### Requirements
Copy out everything below from the line containing "of the eyeglasses?" down to the end of the lines, requests included, and rescale every x and y coordinate in the answers by 2.55, rounding each to a whole number with halves going up. Give only those lines.

● ● ● ● ● ● ●

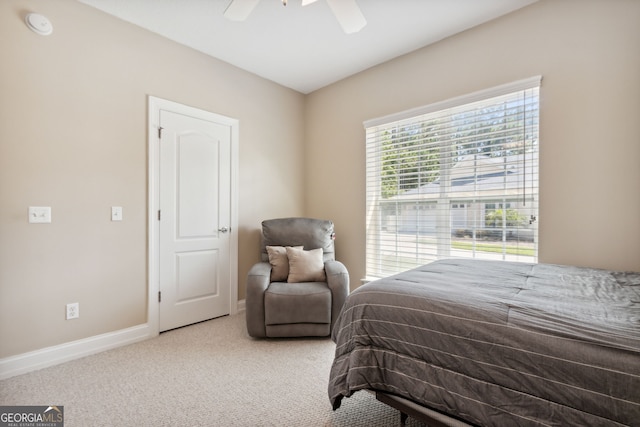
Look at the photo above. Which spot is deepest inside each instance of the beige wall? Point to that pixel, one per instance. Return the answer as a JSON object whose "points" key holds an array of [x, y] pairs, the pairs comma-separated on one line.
{"points": [[73, 114], [588, 53]]}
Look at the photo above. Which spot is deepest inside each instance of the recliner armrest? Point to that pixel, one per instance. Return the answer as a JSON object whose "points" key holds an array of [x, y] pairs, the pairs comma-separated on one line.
{"points": [[258, 280], [338, 282]]}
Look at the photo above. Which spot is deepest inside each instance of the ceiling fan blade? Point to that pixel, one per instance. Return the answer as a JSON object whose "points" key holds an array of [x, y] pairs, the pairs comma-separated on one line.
{"points": [[348, 15], [239, 10]]}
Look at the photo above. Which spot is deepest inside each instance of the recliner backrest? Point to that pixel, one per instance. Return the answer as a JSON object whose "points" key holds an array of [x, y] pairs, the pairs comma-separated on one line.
{"points": [[310, 233]]}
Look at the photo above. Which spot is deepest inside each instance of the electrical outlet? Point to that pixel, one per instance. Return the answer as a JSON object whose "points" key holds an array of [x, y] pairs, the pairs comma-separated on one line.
{"points": [[73, 310]]}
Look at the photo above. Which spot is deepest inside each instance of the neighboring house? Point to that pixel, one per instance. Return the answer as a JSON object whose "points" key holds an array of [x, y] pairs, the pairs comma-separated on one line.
{"points": [[509, 199]]}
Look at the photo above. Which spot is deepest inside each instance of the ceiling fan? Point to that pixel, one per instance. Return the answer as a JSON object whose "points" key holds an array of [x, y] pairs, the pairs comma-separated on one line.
{"points": [[346, 12]]}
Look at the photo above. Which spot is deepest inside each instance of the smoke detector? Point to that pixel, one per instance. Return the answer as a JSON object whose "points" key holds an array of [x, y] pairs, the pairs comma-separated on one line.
{"points": [[39, 24]]}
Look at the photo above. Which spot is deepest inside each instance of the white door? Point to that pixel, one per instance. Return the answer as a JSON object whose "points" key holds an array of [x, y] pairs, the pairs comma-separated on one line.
{"points": [[194, 219]]}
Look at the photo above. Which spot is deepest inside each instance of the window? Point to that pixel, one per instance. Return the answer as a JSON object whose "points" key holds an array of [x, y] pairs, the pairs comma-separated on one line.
{"points": [[454, 179]]}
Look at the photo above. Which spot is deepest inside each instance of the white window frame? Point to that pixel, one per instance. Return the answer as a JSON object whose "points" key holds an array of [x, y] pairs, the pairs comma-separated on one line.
{"points": [[377, 245]]}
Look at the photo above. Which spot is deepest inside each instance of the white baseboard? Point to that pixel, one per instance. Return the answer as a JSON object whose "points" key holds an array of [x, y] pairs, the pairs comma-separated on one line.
{"points": [[50, 356]]}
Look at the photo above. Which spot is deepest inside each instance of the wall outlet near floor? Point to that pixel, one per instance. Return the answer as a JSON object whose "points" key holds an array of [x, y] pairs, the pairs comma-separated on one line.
{"points": [[73, 310]]}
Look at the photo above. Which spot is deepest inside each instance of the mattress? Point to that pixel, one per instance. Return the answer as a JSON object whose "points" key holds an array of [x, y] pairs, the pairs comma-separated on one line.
{"points": [[497, 343]]}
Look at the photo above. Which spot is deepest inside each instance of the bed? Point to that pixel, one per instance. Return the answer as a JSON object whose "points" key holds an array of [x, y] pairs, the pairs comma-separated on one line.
{"points": [[495, 343]]}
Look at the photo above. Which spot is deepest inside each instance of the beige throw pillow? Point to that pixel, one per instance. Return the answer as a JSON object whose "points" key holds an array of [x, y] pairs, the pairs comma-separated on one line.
{"points": [[305, 266], [279, 262]]}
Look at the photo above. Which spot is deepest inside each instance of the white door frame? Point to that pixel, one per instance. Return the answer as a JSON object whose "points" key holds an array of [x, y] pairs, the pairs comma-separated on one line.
{"points": [[154, 107]]}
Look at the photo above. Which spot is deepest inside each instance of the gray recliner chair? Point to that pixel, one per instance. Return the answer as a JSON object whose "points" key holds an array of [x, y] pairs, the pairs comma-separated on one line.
{"points": [[298, 289]]}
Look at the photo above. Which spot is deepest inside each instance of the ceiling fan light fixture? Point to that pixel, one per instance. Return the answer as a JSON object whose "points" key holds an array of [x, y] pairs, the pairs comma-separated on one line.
{"points": [[346, 12]]}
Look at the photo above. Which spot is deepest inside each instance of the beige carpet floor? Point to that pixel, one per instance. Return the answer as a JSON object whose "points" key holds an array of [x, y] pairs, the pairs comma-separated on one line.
{"points": [[208, 374]]}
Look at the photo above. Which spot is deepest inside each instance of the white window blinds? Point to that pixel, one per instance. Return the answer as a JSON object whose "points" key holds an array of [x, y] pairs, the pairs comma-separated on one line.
{"points": [[454, 179]]}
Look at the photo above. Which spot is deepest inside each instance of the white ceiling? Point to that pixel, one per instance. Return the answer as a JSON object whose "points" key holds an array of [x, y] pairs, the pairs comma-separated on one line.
{"points": [[304, 48]]}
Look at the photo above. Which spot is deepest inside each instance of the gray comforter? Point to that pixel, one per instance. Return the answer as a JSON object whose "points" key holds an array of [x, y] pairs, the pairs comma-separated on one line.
{"points": [[497, 343]]}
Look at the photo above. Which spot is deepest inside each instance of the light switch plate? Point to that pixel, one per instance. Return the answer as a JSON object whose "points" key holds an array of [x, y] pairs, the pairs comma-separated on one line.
{"points": [[39, 214], [116, 213]]}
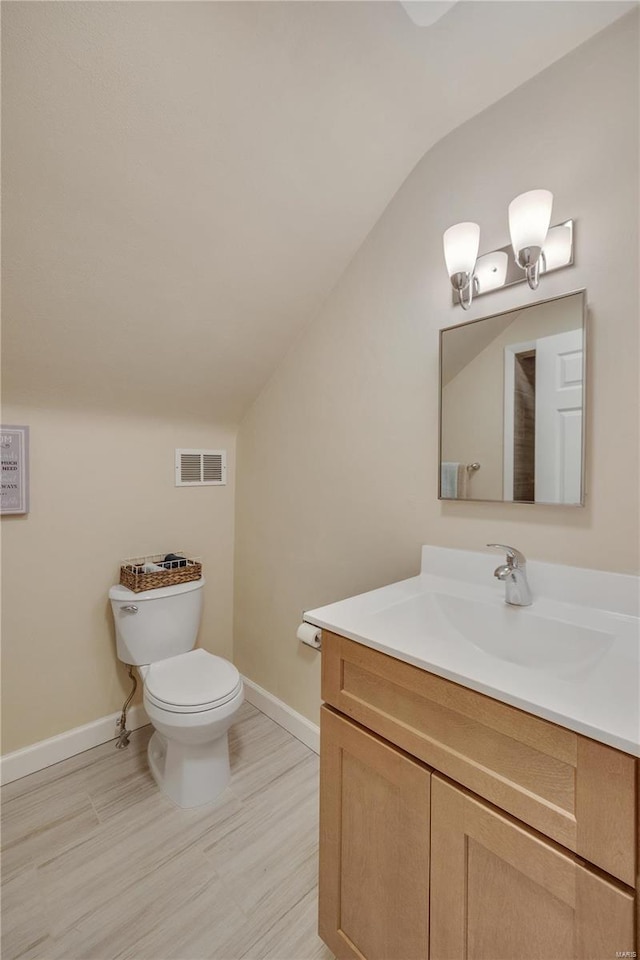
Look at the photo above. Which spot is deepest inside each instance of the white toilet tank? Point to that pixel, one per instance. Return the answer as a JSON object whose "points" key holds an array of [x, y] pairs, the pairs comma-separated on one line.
{"points": [[156, 624]]}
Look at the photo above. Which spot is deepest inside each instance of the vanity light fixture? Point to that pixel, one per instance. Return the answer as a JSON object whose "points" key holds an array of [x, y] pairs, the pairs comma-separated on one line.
{"points": [[535, 249], [491, 271], [529, 219], [461, 243]]}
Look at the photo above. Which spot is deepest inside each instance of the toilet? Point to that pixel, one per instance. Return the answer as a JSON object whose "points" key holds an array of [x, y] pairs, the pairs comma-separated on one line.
{"points": [[191, 696]]}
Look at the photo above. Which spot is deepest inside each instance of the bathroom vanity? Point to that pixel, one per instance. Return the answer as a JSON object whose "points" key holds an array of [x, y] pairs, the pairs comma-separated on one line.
{"points": [[474, 805]]}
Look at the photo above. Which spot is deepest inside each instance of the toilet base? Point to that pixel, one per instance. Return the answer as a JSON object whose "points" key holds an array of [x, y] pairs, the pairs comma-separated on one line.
{"points": [[189, 774]]}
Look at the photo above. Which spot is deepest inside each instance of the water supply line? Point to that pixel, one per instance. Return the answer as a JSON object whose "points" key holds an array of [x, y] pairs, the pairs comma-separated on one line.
{"points": [[121, 724]]}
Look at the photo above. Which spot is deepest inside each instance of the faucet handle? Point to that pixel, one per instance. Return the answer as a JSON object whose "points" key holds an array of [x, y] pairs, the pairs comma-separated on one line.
{"points": [[514, 557]]}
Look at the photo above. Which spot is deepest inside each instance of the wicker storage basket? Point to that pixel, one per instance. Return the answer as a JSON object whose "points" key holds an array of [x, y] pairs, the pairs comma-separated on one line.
{"points": [[133, 576]]}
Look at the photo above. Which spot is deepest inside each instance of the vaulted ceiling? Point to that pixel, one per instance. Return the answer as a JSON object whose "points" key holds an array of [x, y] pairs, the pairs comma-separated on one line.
{"points": [[185, 182]]}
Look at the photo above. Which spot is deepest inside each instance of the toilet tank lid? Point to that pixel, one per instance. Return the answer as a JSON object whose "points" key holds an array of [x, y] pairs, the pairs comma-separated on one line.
{"points": [[118, 592]]}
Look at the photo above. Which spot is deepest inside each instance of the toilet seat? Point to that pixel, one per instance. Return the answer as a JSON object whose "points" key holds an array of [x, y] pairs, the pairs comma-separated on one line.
{"points": [[192, 682]]}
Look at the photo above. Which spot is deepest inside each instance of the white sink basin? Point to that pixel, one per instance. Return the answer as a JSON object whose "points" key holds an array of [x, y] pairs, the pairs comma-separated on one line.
{"points": [[520, 636], [572, 657]]}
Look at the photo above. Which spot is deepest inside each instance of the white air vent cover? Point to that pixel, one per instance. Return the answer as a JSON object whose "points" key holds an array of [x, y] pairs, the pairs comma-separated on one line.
{"points": [[201, 468]]}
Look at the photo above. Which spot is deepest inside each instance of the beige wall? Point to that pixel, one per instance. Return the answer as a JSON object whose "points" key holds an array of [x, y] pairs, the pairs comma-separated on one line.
{"points": [[337, 460], [102, 489], [473, 400]]}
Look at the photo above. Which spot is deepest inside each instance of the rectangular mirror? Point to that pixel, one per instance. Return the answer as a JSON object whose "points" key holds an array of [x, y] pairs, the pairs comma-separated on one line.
{"points": [[512, 405]]}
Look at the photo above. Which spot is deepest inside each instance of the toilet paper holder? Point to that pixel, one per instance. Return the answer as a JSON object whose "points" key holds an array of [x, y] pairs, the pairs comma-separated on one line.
{"points": [[310, 634]]}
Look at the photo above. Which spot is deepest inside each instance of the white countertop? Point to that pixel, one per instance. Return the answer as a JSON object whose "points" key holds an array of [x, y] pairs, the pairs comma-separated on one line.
{"points": [[576, 654]]}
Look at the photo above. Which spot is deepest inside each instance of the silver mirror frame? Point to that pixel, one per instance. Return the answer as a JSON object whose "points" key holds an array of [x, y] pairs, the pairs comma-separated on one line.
{"points": [[472, 467]]}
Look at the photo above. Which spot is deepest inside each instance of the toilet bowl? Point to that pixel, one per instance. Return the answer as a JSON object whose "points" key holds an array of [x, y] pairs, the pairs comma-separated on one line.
{"points": [[191, 698], [191, 701]]}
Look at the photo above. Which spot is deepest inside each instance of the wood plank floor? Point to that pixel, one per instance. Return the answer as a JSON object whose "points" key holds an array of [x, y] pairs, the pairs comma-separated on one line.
{"points": [[98, 865]]}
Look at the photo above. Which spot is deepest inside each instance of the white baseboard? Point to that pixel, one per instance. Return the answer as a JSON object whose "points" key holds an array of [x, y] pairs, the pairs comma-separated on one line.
{"points": [[45, 753], [20, 763], [285, 716]]}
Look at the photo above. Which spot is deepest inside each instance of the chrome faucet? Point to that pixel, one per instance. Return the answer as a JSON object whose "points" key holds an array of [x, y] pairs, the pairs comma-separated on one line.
{"points": [[514, 576]]}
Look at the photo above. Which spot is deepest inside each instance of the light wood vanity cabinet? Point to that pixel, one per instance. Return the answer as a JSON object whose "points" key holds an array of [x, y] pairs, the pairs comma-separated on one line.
{"points": [[455, 826]]}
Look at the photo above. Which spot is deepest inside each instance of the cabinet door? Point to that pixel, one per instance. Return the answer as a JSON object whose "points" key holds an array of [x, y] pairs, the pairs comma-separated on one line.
{"points": [[501, 892], [374, 846]]}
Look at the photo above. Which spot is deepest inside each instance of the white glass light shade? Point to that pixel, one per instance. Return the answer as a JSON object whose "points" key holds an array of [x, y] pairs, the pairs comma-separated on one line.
{"points": [[529, 219], [461, 242], [557, 248], [491, 271]]}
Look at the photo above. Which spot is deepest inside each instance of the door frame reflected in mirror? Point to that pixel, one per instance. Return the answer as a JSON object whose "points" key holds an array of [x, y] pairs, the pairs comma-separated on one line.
{"points": [[455, 479]]}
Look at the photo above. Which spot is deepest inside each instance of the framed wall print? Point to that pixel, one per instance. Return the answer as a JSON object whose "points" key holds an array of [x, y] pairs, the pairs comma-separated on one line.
{"points": [[14, 461]]}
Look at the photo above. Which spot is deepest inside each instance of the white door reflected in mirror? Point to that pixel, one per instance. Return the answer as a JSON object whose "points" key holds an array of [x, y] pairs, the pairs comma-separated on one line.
{"points": [[512, 400]]}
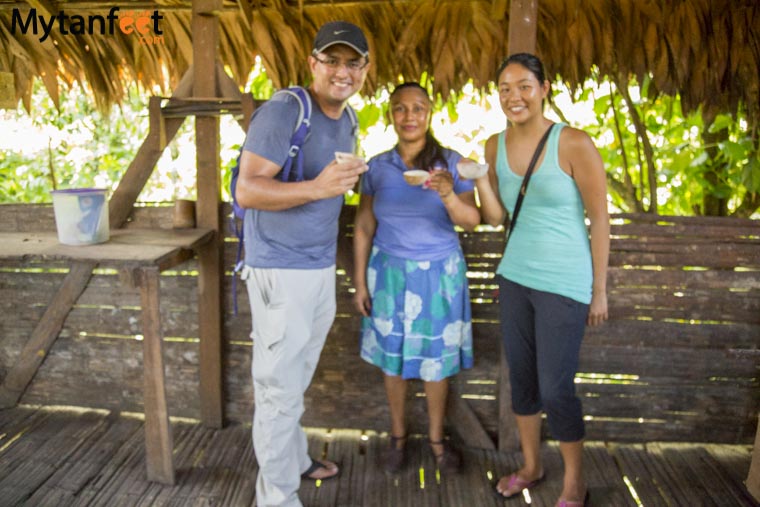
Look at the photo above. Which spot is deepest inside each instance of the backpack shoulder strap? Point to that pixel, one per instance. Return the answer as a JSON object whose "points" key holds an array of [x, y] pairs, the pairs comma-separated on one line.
{"points": [[301, 132]]}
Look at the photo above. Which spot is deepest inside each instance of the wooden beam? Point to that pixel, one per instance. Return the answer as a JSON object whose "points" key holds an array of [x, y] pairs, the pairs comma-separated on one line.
{"points": [[45, 333], [205, 30], [158, 431], [138, 172], [466, 423], [227, 87], [753, 477], [157, 125], [523, 15]]}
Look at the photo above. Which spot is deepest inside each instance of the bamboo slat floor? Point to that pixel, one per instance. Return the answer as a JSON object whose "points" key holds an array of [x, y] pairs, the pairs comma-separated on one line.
{"points": [[55, 456]]}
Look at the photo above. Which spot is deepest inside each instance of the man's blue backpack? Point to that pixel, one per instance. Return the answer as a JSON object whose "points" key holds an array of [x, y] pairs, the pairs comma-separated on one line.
{"points": [[300, 134]]}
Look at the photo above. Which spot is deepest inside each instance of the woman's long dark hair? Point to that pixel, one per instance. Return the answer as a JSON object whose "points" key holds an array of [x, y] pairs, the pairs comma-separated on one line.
{"points": [[530, 62], [432, 154]]}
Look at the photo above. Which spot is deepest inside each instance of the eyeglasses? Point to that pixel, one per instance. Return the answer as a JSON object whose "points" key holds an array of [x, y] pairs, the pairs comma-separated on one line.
{"points": [[333, 63]]}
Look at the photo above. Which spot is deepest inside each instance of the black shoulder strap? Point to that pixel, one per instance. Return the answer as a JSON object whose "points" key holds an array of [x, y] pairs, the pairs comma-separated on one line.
{"points": [[526, 179]]}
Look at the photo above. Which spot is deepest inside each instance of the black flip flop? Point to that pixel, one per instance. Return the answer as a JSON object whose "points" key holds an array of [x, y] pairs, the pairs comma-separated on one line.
{"points": [[316, 465]]}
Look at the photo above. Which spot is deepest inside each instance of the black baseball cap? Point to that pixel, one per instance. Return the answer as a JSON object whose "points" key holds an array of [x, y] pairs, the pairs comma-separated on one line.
{"points": [[341, 32]]}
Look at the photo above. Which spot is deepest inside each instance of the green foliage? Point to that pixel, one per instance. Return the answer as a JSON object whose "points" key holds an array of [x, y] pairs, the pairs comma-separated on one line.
{"points": [[76, 146], [694, 163], [687, 174]]}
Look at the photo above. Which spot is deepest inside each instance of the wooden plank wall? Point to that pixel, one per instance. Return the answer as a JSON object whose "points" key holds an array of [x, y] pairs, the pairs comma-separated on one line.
{"points": [[677, 361]]}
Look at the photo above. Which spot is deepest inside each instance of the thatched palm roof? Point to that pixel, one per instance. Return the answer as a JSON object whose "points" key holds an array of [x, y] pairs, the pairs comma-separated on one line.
{"points": [[706, 50]]}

● ● ● ● ● ● ●

### Answer to the problem
Look at the photo above. Which spot is deepest inside each instance of the eyeglasses? Point to that pixel, one per instance. Return the answer as a JSON object whose "points" key holds an array of [x, y] pairs, the pairs comma-separated on one line.
{"points": [[849, 161]]}
Look at the photo above. Which spot is deepest inside each instance of the black shoulder strap? Point to that pixel, one per instance. Return the answer as a JSON object whose "points" key holds an array of [x, y] pairs, the pairs comma-separated on one line.
{"points": [[1341, 456]]}
Look at the photo above. Which spot is deepest inside each instance of the black flip flop? Point to that pixel, one per instance. Return the answer as a JSON object whose "points" key holds an array of [x, y] pairs, the pairs comma-separated on one line.
{"points": [[806, 1186]]}
Look at the photo above. Which spot is deepest inside each instance of the black baseball cap? Point to that pixel, one per instance. Return the answer as a JSON object whose "points" key holds an array of [x, y] pairs, the pairs comma-separated on one line.
{"points": [[870, 82]]}
Look at the photo above. Which spot is deepest inside each instance of the green foliage? Point to that pixel, one per instance. Return the answer as a JSON object whose "points" key holds an array of [x, y] pairs, the pairs comma-separated on one line.
{"points": [[194, 372], [1770, 416], [1752, 444]]}
Look at the photo above. Which spot is deepest inside each instance of the wooden plank wall? Point to that pixel, one per instance. Return the answer as a JSON object whose "points" key holds an array of [x, y] pairs, the pairs comma-separated on one line.
{"points": [[1726, 921]]}
Look at the photo above. Which spot is deepest inside each instance of the thatched palm roof? Point to that pixel, one per instance. Return the answer as a JSON object whose "points" key holds an array of [x, y] pairs, the pairs comma-separated on one line.
{"points": [[1800, 128]]}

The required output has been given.